##### Document passage
What If the One Percent Shrugs?

(Inspired by George Reisman.)

You have certainly heard the claim from the Occupy Wall Street movement that 1% of the population owns or controls most of the wealth in the economy, and that this wealth should be taken from this 1% and re-distributed to the remaining 99%.

Those protesters need a lesson in economics.

What they fail to realize is that the wealth of the one percent provides the standard of living of the ninety-nine percent. (Read the essay I link to, and read it carefully.)

The protesters live in a highly industrialized society, but their thinking is that of the Stone Age, or at best, the age before the Industrial Revolution. They do not realize that wealth in a modern capitalistic economy plays an entirely different role than it did in the pre-capitalist world. George Reisman explains:

In such a [pre-capitalist] world, if one sees a farmer’s field, or his barn, or plow, or draft animals, and asks who do these means of production serve, the answer is the farmer and his family, and no one else. In such a world, apart from the receipt of occasional charity from the owners, those who are not owners of means of production cannot benefit from means of production unless and until they themselves somehow become owners of means of production. They cannot benefit from other people’s means of production except by inheriting them or by seizing them.

Ludwig von Mises makes a similar point:

Destitution is in a feudal society the corollary of income inequality, but not in a capitalist society. The fact that there is “big business” does not impair, but improve[s] the conditions of the rest of the people. [Quoted in a blog post by Ari Armstrong at The Objective Standard’s blog.]

In the feudal society, and back through history to the Stone Age and the Neanderthals, some men’s wealth was at the expense of other men’s destitution; and if you did not inherit wealth, there was no other solution than to forcibly seize it and redistribute it. But this is precisely what has been radically changed by capitalism and the Industrial Revolution.

In today’s world, virtually everyone benefits from the wealth of the “one percent”, even if you yourself own none of that wealth. Some examples (taken from Reisman’s essay): When you drive a car, you benefit from the wealth of the automobile industry and the oil industry; when you use a computer or a cell phone, you benefit from the wealth of Microsoft and/or Apple; and so on. Radio and television sets, refrigerators and washing machines are other examples; and you can multiply the examples on your own.

Those things – cars, computers, etc. – did not even exist in pre-capitalist days. Today, they not only exist; they get both better and cheaper over time. This is the result of the fierce completion between members of the “one percent” club. One example given by Reisman is that when Henry Ford introduced the T-Ford, the price of cars went from about $10 000 at the beginning of the 20th Century to $300 in the mid 1920s. And nobody can have failed to notice that computers and cell phones have improved vastly over the decades and have also become cheaper.

One example from my own experience: Some twenty years ago, I bought a second-hand computer for about 10 000 SEK or about $1500. This computer used Windows 3.11 as its operative system, had 4 kilobytes RAM, and the size of its hard drive – well, I don’t remember exactly, but it was measured in kilobytes or perhaps a couple of megabytes. The computer I work on now I bought last year for about the same price. It has Windows 7, the hard drive is 465 gigabytes (of which 433 are still unused), and what the RAM is, I don’t know, but is certainly more than 4 kilobytes.

And this is not all. I bought my first computer second-hand. The price the former owner had originally paid for is was 40 000 SEK or $6000!

This is the result of Bill Gates, Steve Jobs and other computer entrepreneurs vying with one another to produce both better and cheaper computers.
##########
● **Things to do**
(a) In the essay on the one percent, what price did cars reach in the mid 1920s after Henry Ford introduced the T-Ford?
(b) Continue the essay on the one percent from the point where it stops.
##### Extracted material
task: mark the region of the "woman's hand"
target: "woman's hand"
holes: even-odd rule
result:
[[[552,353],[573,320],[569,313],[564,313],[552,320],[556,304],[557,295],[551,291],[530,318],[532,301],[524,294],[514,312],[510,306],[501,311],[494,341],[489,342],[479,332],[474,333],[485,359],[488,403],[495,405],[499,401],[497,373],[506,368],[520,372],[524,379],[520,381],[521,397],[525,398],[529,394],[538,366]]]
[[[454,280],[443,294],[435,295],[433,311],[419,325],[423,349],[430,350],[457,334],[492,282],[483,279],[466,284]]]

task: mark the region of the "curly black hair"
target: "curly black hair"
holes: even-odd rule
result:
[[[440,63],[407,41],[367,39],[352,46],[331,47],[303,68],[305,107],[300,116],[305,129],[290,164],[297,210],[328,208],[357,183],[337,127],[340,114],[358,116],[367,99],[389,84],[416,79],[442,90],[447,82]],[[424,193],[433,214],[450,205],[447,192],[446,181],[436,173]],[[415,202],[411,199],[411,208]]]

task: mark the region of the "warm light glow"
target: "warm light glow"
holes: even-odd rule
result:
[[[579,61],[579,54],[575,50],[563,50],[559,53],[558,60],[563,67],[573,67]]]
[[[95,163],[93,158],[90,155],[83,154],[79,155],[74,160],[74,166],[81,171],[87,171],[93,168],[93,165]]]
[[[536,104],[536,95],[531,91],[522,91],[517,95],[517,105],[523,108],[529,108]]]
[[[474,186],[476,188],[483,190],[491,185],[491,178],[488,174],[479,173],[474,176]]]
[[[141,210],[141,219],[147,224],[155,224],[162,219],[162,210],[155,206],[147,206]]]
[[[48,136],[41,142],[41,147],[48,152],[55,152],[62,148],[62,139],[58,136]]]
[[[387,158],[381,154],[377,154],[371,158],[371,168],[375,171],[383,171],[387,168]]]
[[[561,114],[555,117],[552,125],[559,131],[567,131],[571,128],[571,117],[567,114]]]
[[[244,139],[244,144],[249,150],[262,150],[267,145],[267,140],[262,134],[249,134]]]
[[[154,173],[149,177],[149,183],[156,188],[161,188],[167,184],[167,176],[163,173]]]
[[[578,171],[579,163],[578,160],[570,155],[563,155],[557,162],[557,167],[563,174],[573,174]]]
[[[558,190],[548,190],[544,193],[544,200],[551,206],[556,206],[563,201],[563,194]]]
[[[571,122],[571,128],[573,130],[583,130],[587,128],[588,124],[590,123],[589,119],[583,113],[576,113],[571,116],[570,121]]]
##########
● **Exercise answers**
(a) About $300.

(b)
In the pre-capitalist age, there were no feudal lords vying with one another to produce better ploughs for the farmers. They were vying with one another to produce better weapons, better war-fare techniques, and better ways of making the farmers’ lives miserable. There was no struggle to produce more wealth; there was only struggle to seize as much as possible of the little wealth that existed.

In George Reisman’s words, the OSW protesters “see the world through an intellectual lens that is inappropriate to life under capitalism and its market economy”. They have to believe that the fortunes earned by Henry Ford, or by Bill Gates and Steve Jobs, or by any great entrepreneur, is actually stolen from them, or from the rest of us. However perverse this view is, it has to be their implicit basic premise.

What would happen if those protestors actually got their way and all the wealth of the 1% were seized and redistributed to the 99%? The question is what would vanish first: the cell phones they use to communicate; the web sites, blogs and Facebook pages they use to spread their message; or the cars or even bikes they use to travel to the places where they hold their demonstrations; or the washing machines and other household appliances that give them the free time in which to protest.

That may be as it may: the end result will be starvation. Civilization would simply end, and we would be back to pre-industrial days. That would serve them right; but they probably only comprise 1% of the population; so what about the remaining 99% who do not deserve such a fate?

And what if the “one percent” were to shrug and leave the rest of us alone? Well, I do not have to tell you, because there is a novel that shows what will happen. So I will end with quoting from it:

When you live in a rational society, where men are free to trade, you receive an incalculable bonus: the material value of your work is determined not only by your effort, but by the effort of the best productive minds who exist in the world around you.

When you work in a modern factory, you are paid, not only for your labor, but for all the productive genius which has made that factory possible: for the work of the industrialist who built it, for the work of the investor who saved the money to risk on the untried and the new, for the work of the engineer who designed the machines of which you are pushing the levers, for the work of the inventor who created the product which you spend your time on making, for the work of the scientist who discovered the laws that went into the making of that product, for the work of the philosopher who taught men how to think and whom you spend your time denouncing.

The machine, the frozen form of living intelligence, is the power that expands the potential of your life by raising the productivity of your time. If you worked as a blacksmith in the mystics’ Middle Ages, the whole of your earning capacity would consist of an iron bar produced by your hands in days and days of effort. How many tons of rail do you produce per day if you work for Hank Rearden? Would you dare to claim that the size of your pay check was created solely by your physical labor and that those rails were the product of your muscles? The standard of living of that blacksmith is all that your muscles are worth; the rest is a gift from Hank Rearden.

This is the speech the OSW protestors should listen to. But then: When will they ever learn?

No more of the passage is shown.